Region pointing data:
/---

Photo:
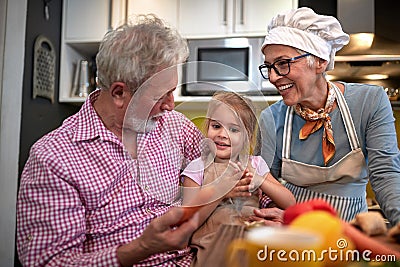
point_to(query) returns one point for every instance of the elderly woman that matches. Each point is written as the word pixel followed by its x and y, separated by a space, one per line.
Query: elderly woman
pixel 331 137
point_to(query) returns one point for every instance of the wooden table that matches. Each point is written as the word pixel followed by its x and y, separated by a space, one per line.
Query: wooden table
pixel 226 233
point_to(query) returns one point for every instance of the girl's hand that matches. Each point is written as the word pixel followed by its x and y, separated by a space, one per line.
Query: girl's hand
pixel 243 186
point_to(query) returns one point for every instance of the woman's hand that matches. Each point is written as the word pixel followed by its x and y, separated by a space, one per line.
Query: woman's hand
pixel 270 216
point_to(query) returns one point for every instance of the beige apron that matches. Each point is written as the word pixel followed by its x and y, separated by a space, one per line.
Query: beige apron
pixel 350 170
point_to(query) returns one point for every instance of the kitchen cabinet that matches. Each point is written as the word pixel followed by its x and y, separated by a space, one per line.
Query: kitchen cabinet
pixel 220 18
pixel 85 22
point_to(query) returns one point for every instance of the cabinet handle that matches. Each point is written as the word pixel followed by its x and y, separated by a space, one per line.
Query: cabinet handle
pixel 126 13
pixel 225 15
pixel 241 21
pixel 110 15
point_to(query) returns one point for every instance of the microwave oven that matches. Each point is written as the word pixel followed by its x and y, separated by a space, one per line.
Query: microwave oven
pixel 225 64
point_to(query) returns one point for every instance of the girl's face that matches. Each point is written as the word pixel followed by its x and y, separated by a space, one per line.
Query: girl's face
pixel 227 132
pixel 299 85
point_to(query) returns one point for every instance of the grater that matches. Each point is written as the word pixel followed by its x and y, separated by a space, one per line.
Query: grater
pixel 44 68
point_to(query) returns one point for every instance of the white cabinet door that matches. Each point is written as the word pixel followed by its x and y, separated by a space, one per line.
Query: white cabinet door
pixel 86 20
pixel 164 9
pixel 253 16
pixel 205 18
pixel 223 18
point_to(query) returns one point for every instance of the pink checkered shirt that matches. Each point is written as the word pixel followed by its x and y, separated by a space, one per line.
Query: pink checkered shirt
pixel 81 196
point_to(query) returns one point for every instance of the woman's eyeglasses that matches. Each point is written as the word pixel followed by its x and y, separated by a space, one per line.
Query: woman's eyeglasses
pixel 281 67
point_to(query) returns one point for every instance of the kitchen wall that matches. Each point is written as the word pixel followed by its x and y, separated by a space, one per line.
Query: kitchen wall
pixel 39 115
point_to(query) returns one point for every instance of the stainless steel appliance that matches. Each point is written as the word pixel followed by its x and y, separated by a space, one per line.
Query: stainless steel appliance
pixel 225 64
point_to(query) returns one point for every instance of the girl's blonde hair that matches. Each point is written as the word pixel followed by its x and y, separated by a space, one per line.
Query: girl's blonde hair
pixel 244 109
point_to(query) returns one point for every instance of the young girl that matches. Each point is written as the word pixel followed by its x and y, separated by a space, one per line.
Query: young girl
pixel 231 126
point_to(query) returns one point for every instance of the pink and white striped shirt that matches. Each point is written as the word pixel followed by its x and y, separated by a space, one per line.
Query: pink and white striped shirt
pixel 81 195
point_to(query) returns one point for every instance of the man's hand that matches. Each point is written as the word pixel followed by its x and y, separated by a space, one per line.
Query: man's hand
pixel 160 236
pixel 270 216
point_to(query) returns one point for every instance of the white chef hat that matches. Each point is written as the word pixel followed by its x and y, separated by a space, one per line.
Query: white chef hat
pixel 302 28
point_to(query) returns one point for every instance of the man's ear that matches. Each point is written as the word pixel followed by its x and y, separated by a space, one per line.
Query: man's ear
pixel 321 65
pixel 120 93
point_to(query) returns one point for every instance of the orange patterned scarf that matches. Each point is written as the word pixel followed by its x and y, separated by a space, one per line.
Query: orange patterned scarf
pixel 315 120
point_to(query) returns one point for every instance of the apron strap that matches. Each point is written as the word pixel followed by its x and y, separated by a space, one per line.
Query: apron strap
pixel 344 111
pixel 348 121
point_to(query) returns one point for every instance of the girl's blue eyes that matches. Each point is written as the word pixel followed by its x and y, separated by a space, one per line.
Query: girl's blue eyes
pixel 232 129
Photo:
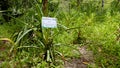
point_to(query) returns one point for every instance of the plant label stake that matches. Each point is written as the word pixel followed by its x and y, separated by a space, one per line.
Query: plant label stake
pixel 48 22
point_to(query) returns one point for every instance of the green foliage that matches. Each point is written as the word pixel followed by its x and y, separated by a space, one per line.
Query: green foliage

\---

• **Exercise objective**:
What is needed is an exact copy of the entries, without any images.

• **Result of this exercise**:
Photo:
point_to(query) returns one point for every instance of the elderly woman that matches. Each point is written as the word pixel followed by its x and y, separated by a space, one per line.
Query: elderly woman
pixel 331 137
point_to(query) returns one point for every instance of the wooden table that matches. Each point is written as the word pixel followed by its x and y, separated by a space, one per line.
Query: wooden table
pixel 226 233
point_to(query) returns one point for every instance of the girl's hand that matches. Each point is written as the word pixel followed by its x and y, separated by a space, one per line.
Query: girl's hand
pixel 243 186
point_to(query) returns one point for every instance of the woman's hand that matches. Each point is written as the word pixel followed by its x and y, separated by a space, one per line.
Query: woman's hand
pixel 270 216
point_to(query) returns one point for every instance of the beige apron that matches. Each point is written as the word pixel followed by its x and y, separated by a space, one per line.
Query: beige apron
pixel 350 170
point_to(query) returns one point for every instance of the kitchen cabinet that matches. Each point is written as the word pixel followed by its x and y, separated by a space, one per line.
Query: kitchen cabinet
pixel 220 18
pixel 85 22
point_to(query) returns one point for every instance of the cabinet handle that matches. Each point is written as the word pixel followed by its x and y, separated by a space, one per line.
Query: cabinet handle
pixel 126 13
pixel 225 15
pixel 241 21
pixel 110 15
point_to(query) returns one point for every instance of the microwave oven that matches. Each point is written as the word pixel followed by its x and y, separated by a space, one per line.
Query: microwave oven
pixel 225 64
point_to(query) returns one point for every instance of the girl's face that matches. Each point is written as the word pixel followed by its x and y, separated by a space, one per line.
Query: girl's face
pixel 227 132
pixel 299 85
point_to(query) returns one point for every instance of the grater that matches. Each point is written as the word pixel followed by its x and y, separated by a space, one per line.
Query: grater
pixel 44 68
point_to(query) returns one point for every instance of the white cabinet door that matches. Each point is written as the word pixel followed by its x and y, separated by a space, one per line.
Query: white cabinet door
pixel 86 20
pixel 164 9
pixel 253 16
pixel 205 18
pixel 223 18
point_to(query) returns one point for every instance of the pink checkered shirt that matches. Each point is written as the word pixel followed by its x and y, separated by a space, one per line.
Query: pink checkered shirt
pixel 81 196
point_to(query) returns one point for every instance of the woman's eyeglasses that matches. Each point is written as the word pixel followed by its x and y, separated by a space, one per line.
Query: woman's eyeglasses
pixel 281 67
point_to(query) returns one point for every instance of the kitchen wall that matches. Each point is written as the word pixel followed by its x and y, separated by a space, one per line.
Query: kitchen wall
pixel 39 115
point_to(query) returns one point for every instance of the stainless steel appliance that matches. Each point is written as the word pixel followed by its x and y, separated by a space, one per line.
Query: stainless steel appliance
pixel 225 64
point_to(query) returns one point for every instance of the girl's blonde hair that matches. Each point is written as the word pixel followed by its x and y, separated by a space, one per line.
Query: girl's blonde hair
pixel 244 109
point_to(query) returns one point for every instance of the young girl that matches. Each point is written as the word pixel followed by its x and y, separated by a space, one per line.
Query: young girl
pixel 231 126
point_to(query) returns one point for every instance of the pink and white striped shirt that matches. Each point is written as the word pixel followed by its x and y, separated by a space, one per line.
Query: pink and white striped shirt
pixel 81 195
point_to(query) returns one point for every instance of the man's hand that matches. Each point is written as the word pixel followed by its x and y, separated by a space, one per line.
Query: man's hand
pixel 160 236
pixel 270 216
point_to(query) returns one point for every instance of the white chef hat that matches. Each point is written as the word pixel followed by its x and y, separated by a space, one per line.
Query: white chef hat
pixel 302 28
point_to(query) returns one point for every instance of the man's ear that matches. Each point is written as the word pixel followed by its x and y, separated by a space, one per line.
Query: man's ear
pixel 321 65
pixel 120 93
point_to(query) returns one point for every instance of the orange patterned scarf that matches. Each point is written as the word pixel followed by its x and y, separated by a space, one per line.
Query: orange patterned scarf
pixel 315 120
point_to(query) returns one point for every instance of the apron strap that matches. Each point is written as the word pixel followed by its x and y, separated by a space, one per line.
Query: apron strap
pixel 344 111
pixel 348 121
point_to(query) returns one point for every instance of the girl's blue eyes that matches. Each point is written as the word pixel followed by its x and y, separated by a space, one per line.
Query: girl's blue eyes
pixel 232 129
Photo:
point_to(query) returns one point for every instance of the plant label stake that matches. Each point is written as the word pixel followed by its x and y, separated by a space, one per line.
Query: plant label stake
pixel 48 22
point_to(query) returns one point for every instance of the green foliage that matches. Each point is written as the word pixel followed by its x and y, separated by a space, one per line.
Query: green foliage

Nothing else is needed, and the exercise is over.